| Task to carry out |
Repeat verbatim the lines of the data below, beginning with the line containing "Where can the blue" and continuing to the end.

-- start of Extracted entries --

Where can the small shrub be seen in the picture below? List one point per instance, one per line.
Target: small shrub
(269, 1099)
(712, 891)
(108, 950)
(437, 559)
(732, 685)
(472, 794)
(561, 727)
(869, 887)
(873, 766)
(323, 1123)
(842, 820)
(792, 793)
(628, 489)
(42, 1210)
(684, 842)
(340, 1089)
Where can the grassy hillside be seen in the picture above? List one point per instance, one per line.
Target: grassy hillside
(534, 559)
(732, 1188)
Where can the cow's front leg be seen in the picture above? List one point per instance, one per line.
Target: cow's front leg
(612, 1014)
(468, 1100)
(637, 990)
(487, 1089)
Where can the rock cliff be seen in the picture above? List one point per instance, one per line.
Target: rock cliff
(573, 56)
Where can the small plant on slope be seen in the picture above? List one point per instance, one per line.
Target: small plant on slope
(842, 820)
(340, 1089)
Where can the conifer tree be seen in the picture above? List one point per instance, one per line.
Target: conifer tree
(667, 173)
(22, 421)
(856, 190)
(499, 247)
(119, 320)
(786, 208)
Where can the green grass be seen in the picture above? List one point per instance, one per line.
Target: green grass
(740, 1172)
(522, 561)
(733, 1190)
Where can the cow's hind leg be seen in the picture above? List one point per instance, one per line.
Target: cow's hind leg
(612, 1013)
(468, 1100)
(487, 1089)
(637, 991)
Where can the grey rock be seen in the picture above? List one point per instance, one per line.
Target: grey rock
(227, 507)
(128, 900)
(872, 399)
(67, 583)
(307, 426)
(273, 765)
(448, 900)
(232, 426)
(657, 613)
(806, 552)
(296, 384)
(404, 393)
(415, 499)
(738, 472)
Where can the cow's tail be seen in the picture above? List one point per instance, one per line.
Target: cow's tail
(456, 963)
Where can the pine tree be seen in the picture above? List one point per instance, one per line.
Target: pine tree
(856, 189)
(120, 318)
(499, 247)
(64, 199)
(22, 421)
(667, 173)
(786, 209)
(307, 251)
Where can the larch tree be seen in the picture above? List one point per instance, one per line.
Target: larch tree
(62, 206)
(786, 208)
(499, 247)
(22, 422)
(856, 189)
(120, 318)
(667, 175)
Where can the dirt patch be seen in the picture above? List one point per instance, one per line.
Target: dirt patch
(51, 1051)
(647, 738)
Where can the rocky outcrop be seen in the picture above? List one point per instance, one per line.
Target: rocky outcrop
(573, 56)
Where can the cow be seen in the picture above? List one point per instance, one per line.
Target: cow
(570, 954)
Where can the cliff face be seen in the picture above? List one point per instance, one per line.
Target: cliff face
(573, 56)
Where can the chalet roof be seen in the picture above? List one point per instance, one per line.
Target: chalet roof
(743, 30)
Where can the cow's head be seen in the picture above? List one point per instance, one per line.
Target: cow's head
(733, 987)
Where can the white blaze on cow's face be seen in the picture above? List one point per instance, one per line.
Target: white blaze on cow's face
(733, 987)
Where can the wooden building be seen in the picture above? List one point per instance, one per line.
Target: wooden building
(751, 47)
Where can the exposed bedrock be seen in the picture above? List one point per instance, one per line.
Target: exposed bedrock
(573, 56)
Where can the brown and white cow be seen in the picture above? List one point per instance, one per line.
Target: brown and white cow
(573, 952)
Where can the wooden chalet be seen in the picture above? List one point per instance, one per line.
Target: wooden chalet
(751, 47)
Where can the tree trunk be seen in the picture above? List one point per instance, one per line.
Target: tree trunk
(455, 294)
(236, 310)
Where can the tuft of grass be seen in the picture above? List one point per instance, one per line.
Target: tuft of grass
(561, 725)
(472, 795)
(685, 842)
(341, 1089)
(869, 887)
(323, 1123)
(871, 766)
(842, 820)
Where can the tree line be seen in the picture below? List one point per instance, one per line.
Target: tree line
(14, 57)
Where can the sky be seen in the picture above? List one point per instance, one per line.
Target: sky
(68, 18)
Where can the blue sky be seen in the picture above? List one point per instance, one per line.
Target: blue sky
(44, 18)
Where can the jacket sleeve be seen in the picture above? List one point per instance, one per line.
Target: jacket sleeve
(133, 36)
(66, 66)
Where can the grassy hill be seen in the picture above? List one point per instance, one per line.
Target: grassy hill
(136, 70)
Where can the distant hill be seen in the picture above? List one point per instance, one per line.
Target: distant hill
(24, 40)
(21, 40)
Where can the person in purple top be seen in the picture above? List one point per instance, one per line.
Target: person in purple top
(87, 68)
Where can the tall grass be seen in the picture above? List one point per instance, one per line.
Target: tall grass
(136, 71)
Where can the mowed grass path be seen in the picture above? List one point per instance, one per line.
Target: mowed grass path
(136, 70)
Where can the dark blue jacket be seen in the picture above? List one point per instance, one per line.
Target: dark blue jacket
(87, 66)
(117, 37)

-- end of Extracted entries --

| Full output |
Where can the blue sky be seen in the picture above? List one point per instance, one per line.
Target: blue sky
(44, 18)
Where can the jacket sleeve be seen in the picture above? List one point per instance, one per line.
Target: jacket sleeve
(133, 36)
(66, 66)
Where can the grassy hill be seen in the picture above? List one point per instance, one per line.
Target: grassy hill
(136, 70)
Where can the distant hill be seen in the picture above? List one point per instance, one per line.
Target: distant hill
(24, 40)
(21, 40)
Where can the person in purple top be seen in the picture above? List one point per instance, one per line.
Target: person in purple top
(87, 68)
Where can the tall grass be seen in the picture above? List one point per instance, one per line.
Target: tall grass
(136, 71)
Where can the mowed grass path be seen in the picture above? List one point per instance, one per line.
Target: mowed grass path
(136, 70)
Where can the dark blue jacket be seen in the picture above? List one point per instance, one per line.
Target: dark blue jacket
(87, 66)
(117, 37)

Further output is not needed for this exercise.